◆ **PASSAGE TO READ**:
The Report of the Independent Panel on Canada’s Future Role in Afghanistan (hereafter the Manley Report or just the Report) has been published, and Ruxted is, generally, pleased with the results.  In particular, we are happy to see endorsement of our recent message that combat is necessary in Afghanistan1 and we agree that more soldiers are definitely required.

With one possible small exception, Ruxted fully supports the five recommendations on pages 37 and 38.  Our concern is that some may see a binding obligation in the comment that Canada should “secure medium helicopter lift capacity and high-performance unmanned Aerial Vehicles … before February 2009.” This is an excellent recommendation, and we take comfort that the report says “should” as opposed to “must.”  As long as these equipments do not become a prerequisite for remaining in Afghanistan, then Ruxted will give its support to this recommendation.

We were also very pleased to see the call for another nation to provide a battle group to join our forces in Kandahar.  The whole ISAF mission is plagued by a lack of troops, and there was an unhelpful naivety in previous opposition recommendations that Canadian forces leave whether they are replaced or not.  In an area comparable in size to New Brunswick the presence of a much larger two-nation task force will go a long way to improving security and the safety of all persons, military and civilian, in Kandahar.  Ruxted hopes that the invitation of come join us in Kandahar is better received by NATO allies than the invitation of come replace us in Kandahar.

◆ **JOB A**: Repeat the passage of the commentary on the Manley Report starting with "The Report of" and going on through "are definitely required.".
◆ **JOB B**: According to the commentary on the Manley Report, on which pages do the five recommendations appear?
◆ **JOB C**: Write the next part of the commentary on the Manley Report, picking up after its last sentence.

◆ **EXCERPTED RECORDS**:
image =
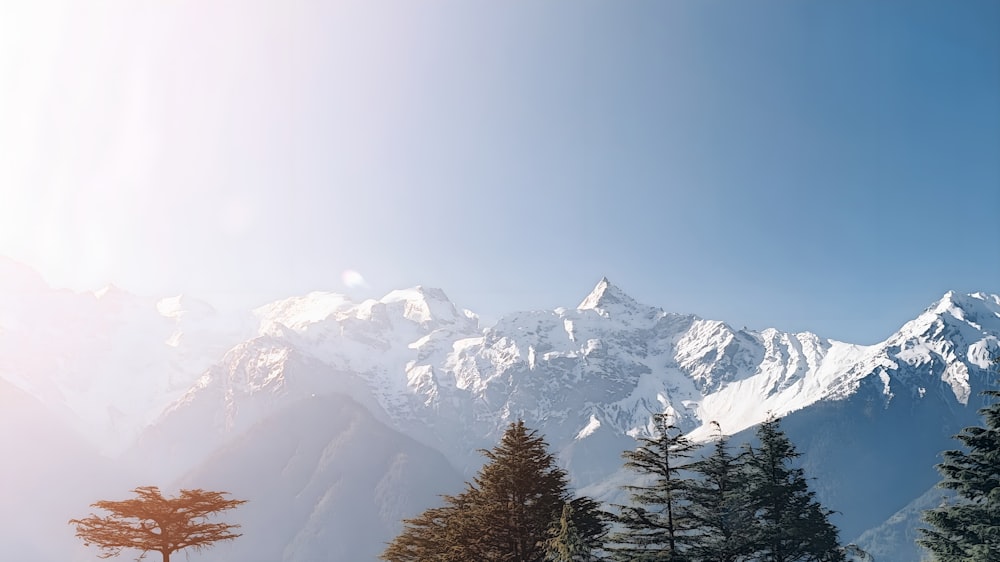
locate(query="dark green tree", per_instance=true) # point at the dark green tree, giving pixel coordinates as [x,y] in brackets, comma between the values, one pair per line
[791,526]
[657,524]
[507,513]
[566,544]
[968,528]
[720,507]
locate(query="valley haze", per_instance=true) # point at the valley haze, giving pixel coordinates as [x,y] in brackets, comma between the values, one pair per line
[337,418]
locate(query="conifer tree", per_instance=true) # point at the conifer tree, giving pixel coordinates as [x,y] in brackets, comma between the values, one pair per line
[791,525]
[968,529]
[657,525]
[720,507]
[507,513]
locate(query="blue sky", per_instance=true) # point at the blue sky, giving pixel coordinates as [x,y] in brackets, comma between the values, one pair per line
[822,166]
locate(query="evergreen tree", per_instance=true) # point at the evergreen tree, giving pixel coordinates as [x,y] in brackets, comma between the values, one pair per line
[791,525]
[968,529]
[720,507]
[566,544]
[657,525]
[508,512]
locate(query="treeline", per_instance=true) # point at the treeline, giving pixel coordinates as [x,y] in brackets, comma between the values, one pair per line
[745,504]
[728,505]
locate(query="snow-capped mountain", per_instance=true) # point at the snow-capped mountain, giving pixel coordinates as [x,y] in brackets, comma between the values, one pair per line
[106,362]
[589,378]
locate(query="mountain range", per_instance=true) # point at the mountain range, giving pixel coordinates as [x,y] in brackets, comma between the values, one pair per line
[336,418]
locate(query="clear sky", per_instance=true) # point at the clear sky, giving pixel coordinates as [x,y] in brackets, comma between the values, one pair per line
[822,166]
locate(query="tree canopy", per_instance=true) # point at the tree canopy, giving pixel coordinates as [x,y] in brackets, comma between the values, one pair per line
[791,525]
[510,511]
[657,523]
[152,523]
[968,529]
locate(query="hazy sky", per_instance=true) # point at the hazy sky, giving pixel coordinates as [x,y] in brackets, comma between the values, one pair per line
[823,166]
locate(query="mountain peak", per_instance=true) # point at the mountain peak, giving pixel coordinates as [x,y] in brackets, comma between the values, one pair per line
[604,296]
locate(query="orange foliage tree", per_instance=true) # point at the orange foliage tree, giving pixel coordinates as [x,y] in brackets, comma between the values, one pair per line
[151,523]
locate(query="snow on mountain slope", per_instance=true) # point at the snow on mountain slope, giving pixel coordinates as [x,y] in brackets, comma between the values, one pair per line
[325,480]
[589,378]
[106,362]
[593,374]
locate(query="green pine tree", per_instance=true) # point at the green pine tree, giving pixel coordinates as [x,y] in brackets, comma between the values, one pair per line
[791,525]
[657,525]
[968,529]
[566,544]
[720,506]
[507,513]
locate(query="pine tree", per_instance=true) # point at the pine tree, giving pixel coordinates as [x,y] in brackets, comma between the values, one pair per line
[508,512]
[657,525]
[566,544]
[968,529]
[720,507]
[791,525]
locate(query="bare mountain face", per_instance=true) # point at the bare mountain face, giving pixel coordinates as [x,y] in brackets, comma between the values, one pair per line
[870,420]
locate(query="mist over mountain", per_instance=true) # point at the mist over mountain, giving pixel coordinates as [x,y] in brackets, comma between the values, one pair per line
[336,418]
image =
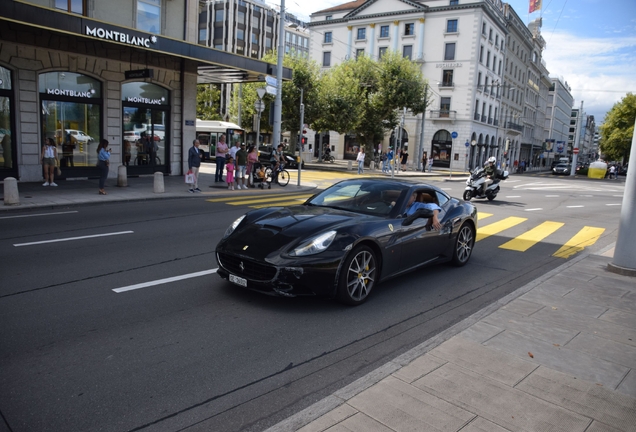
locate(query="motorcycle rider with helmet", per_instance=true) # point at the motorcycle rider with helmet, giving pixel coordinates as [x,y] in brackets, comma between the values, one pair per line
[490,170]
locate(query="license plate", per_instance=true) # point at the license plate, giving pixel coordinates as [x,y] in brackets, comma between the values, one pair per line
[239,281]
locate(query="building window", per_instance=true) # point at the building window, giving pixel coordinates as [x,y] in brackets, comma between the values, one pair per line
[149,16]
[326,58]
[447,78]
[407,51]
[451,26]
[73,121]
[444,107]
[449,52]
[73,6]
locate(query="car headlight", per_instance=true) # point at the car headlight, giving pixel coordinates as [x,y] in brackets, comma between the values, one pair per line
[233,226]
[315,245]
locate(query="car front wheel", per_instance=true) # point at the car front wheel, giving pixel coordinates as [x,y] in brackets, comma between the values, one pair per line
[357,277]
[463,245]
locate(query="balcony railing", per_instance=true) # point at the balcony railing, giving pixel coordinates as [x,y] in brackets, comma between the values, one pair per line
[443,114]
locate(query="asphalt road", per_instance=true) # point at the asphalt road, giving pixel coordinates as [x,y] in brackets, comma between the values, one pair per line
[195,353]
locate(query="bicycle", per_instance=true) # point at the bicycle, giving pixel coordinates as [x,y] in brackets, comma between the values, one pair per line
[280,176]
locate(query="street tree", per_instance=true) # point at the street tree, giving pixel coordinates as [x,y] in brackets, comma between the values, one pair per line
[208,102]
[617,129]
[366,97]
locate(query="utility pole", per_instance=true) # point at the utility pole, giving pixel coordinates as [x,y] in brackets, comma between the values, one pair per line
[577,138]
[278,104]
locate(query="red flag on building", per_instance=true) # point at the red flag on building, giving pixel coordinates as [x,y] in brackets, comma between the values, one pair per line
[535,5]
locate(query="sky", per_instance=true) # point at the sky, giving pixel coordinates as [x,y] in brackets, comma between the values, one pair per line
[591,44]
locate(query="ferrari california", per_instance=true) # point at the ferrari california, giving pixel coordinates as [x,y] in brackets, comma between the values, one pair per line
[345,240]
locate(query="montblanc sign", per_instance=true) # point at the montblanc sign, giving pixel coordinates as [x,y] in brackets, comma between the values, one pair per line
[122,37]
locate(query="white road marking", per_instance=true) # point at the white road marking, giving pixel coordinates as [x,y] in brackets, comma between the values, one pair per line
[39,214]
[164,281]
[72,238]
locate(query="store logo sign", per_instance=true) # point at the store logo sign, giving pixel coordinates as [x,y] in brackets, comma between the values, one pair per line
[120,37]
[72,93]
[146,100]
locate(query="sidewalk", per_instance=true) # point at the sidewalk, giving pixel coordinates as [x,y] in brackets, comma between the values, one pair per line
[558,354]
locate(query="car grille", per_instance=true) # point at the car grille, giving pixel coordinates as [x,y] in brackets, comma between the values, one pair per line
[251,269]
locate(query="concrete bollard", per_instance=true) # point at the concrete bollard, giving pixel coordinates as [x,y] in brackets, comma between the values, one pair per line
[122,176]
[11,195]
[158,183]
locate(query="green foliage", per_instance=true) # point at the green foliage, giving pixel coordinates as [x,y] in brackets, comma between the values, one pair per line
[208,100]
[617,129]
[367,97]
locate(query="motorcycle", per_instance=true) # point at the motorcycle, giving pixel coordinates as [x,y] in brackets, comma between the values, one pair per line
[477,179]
...
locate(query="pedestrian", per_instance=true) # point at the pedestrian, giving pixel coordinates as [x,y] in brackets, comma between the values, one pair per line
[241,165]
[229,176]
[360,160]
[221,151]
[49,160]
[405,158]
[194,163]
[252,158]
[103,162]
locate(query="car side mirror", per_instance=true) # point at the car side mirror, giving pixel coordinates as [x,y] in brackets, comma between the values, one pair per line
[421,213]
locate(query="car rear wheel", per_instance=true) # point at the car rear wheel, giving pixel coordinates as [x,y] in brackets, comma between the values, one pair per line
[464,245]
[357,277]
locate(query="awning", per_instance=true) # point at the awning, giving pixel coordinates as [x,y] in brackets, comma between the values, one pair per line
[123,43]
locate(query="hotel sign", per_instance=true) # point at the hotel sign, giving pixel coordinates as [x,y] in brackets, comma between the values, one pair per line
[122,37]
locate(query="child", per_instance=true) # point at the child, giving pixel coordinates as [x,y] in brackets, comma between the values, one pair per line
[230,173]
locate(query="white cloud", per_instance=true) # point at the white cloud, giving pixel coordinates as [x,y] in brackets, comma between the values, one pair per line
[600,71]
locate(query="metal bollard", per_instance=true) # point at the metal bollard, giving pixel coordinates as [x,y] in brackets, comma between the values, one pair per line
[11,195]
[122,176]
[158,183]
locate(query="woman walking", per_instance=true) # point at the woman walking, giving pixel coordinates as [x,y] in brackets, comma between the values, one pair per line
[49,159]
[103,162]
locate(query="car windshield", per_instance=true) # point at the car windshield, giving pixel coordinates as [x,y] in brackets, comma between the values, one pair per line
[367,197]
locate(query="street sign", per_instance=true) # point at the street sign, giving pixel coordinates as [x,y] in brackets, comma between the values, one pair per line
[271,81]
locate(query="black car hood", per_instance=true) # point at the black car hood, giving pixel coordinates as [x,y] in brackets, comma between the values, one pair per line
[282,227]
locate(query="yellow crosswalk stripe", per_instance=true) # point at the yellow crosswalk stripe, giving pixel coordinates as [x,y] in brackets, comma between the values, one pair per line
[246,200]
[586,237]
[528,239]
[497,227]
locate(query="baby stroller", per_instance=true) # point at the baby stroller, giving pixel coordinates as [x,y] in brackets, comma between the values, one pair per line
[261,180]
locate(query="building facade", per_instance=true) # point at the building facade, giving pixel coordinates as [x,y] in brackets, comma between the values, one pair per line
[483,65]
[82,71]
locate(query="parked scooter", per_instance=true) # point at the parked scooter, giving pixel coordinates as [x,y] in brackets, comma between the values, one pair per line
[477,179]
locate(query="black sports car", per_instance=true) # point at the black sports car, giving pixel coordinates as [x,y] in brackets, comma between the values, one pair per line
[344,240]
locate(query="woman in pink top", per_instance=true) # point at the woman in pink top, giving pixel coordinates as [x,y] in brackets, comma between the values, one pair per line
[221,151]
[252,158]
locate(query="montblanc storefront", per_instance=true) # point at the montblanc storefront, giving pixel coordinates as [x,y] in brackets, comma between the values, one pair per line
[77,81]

◆ **WRITTEN RESPONSE A**:
The Report of the Independent Panel on Canada’s Future Role in Afghanistan (hereafter the Manley Report or just the Report) has been published, and Ruxted is, generally, pleased with the results.  In particular, we are happy to see endorsement of our recent message that combat is necessary in Afghanistan1 and we agree that more soldiers are definitely required.

◆ **WRITTEN RESPONSE B**: Pages 37 and 38.

◆ **WRITTEN RESPONSE C**:
While the Manley Report completely knocked the intellectual and moral props out from under Gilles Duceppe, Stéphane Dion and Jack Layton, it does little to address Stephen Harper’s main problem.  It fails to provide him with a simple “make it go away” strategy that would appeal to the solid majority of Canadians who, in this case, believes “doing the right thing” is just too difficult and too expensive. That aside, there are, perhaps, two points from the recently released Manley Report that matter most:

First: The blood of hundreds of Canadians, dead and wounded, mostly young men and women who are, simultaneously ordinary, as the NDP loves to define ‘ordinary Canadians,’ and extraordinary, in bravery and commitment, has earned us a place of honour in the councils of nations, a place we abandoned in 1970 with then Prime Minister Pierre Trudeau’s misbegotten foreign policy, published in that year; and

Second: It is now, clearly and as agreed by the leaders of Her Majesty's Official Loyal Opposition, the duty of Prime Minister Stephen Harper to tell Canadians why we are there – something he has, thus far, failed to do. We would prefer to think that this failure results from Prime Minister Harper being unable to get the message out through the static. In the absence of a clear message other alternatives are allowed to present themselves.  Unpleasant alternatives, such as being afraid to alienate voters, or being genuinely unable to grasp the complexities of fighting a modern counter-insurgency, are preferable to the most heinous of all: that he is using the mission and the soldiers as props in a small, partisan, domestic political squabble.  It is imperative that the Prime Minister present his message clearly and that he be permitted to present his message fairly by the opposition parties.  Whatever the reasons for the confusion in the minds of Canadians, the blood which has earned us a higher place in the world is also on his hands, as it is on the hands of all of us who support or previously supported this mission. Canadians need to know, need to be convinced, that he (and his predecessors) sent young Canadians to be maimed and killed for something greater than a short term political advantage.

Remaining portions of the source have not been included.